EXERCISE AIM. Set down, exactly and in full, the line holding "Query: laptop screen" and all the lines after it until the listing ends, and nothing else.
───── DATA PROVIDED
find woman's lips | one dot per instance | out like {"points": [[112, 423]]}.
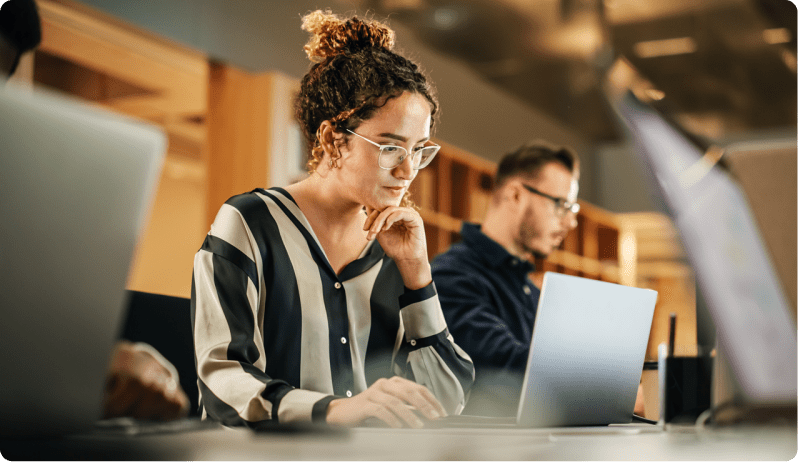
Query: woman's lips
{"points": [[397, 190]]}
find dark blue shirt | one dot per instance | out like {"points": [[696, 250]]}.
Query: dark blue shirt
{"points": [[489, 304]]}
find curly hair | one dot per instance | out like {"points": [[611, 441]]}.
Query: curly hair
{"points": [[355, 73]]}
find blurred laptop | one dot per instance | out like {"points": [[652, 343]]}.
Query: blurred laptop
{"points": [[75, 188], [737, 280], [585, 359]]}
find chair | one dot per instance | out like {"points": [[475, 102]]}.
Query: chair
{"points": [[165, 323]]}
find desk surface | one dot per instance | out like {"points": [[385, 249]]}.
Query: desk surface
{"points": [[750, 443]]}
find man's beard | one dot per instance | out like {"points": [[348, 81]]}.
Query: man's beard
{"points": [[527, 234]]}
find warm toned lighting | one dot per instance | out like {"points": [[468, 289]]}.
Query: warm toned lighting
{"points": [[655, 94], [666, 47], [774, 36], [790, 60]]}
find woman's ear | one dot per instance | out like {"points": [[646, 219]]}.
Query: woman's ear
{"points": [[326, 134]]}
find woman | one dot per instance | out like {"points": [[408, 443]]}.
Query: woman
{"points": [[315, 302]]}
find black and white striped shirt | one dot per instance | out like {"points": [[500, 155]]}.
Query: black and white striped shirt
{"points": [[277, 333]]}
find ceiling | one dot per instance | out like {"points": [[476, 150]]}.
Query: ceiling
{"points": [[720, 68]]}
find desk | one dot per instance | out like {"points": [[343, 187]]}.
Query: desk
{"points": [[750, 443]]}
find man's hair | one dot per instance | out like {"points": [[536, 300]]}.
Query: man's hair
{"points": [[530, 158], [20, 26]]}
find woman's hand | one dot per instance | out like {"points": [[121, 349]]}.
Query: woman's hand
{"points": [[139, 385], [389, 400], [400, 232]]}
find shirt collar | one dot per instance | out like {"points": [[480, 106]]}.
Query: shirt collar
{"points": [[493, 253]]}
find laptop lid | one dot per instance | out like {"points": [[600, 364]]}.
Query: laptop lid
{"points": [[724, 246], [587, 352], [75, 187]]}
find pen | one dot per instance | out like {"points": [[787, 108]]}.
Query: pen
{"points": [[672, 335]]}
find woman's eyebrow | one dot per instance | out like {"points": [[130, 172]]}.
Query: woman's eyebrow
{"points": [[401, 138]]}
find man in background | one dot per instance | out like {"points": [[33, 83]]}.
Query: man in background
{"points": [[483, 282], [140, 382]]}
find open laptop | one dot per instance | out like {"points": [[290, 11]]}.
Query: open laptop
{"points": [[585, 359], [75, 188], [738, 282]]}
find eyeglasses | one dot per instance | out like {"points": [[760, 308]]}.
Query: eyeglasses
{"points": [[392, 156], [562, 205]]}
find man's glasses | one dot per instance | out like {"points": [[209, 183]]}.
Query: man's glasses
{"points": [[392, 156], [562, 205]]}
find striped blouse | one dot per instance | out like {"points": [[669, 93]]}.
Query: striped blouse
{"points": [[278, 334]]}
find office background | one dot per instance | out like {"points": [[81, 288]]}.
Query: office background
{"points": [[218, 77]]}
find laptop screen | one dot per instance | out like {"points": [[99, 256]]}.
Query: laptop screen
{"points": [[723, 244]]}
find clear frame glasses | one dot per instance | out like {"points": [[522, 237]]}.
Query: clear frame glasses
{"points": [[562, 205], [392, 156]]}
──────────
RESPONSE.
Query: laptop screen
{"points": [[723, 244]]}
find clear frame glasses | one dot per instance | out like {"points": [[522, 237]]}.
Query: clear frame glasses
{"points": [[562, 205], [392, 156]]}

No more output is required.